**Exercise description**
Count the lines of the records below that contain the string "canopy", treating uppercase and lowercase letters as different. Give only the number.
— Start of Record extracts —
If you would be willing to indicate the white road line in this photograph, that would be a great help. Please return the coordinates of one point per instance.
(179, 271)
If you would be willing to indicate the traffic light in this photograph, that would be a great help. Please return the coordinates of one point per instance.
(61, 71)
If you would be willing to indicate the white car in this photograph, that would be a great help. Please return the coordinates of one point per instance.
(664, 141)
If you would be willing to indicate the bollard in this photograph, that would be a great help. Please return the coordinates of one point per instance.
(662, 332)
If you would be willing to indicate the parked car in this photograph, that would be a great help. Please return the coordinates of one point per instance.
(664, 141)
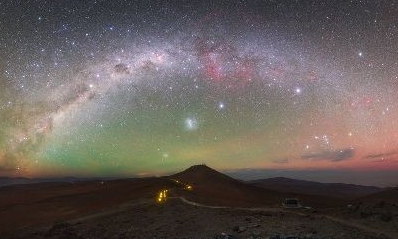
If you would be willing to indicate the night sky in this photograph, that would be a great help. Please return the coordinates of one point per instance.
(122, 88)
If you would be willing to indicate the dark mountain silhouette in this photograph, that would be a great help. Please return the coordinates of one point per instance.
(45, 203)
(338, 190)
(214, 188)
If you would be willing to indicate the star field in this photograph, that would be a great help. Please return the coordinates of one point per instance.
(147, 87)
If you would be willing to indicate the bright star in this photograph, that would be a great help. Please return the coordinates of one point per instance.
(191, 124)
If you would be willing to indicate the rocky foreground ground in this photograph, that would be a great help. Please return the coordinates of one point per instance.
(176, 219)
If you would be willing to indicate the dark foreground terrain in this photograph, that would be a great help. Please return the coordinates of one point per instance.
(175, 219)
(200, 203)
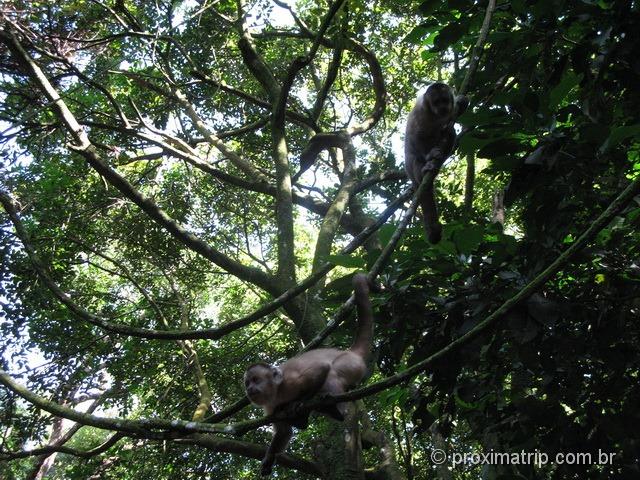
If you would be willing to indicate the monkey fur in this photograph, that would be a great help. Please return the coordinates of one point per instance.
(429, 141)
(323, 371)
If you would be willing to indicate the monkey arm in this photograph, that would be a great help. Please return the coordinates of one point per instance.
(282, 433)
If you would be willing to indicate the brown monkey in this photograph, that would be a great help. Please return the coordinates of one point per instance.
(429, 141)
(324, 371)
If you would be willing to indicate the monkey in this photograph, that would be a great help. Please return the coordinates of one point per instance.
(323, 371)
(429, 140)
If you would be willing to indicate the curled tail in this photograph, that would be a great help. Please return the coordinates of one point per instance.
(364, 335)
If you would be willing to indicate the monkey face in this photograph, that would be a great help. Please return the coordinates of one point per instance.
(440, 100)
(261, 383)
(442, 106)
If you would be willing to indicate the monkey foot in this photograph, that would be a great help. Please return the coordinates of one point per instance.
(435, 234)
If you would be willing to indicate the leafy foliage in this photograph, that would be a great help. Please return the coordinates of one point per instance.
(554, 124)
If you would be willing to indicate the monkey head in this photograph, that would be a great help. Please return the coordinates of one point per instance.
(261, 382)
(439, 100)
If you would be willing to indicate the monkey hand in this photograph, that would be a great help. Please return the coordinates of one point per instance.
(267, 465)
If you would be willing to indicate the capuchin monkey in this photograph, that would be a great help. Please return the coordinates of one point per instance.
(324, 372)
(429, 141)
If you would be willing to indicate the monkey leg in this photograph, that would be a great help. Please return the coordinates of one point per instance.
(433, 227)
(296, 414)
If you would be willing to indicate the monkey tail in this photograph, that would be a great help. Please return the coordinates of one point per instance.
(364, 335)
— End of Record extracts —
— Start of Record extracts —
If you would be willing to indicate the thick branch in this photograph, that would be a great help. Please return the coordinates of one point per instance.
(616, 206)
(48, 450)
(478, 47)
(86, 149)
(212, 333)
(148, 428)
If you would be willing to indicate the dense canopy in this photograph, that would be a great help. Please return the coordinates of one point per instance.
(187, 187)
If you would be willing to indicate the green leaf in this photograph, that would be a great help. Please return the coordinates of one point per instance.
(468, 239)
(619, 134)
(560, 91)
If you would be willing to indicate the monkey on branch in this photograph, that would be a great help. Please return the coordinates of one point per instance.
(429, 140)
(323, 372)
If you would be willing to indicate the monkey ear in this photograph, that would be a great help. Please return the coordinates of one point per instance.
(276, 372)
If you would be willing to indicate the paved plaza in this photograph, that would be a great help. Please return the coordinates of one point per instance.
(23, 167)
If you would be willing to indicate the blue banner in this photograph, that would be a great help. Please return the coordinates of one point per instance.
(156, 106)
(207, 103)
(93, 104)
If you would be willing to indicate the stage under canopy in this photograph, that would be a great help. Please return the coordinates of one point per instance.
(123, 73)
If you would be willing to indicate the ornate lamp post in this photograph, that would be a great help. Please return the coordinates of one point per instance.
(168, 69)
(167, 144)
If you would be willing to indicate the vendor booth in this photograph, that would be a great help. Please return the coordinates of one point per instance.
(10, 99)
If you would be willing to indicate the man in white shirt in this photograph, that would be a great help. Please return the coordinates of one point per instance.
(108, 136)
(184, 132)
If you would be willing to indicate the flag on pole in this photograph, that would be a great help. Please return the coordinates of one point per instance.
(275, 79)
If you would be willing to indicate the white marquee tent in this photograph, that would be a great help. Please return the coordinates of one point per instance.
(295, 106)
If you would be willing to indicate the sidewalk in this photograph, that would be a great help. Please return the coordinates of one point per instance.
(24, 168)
— End of Record extracts —
**Solution to this task**
2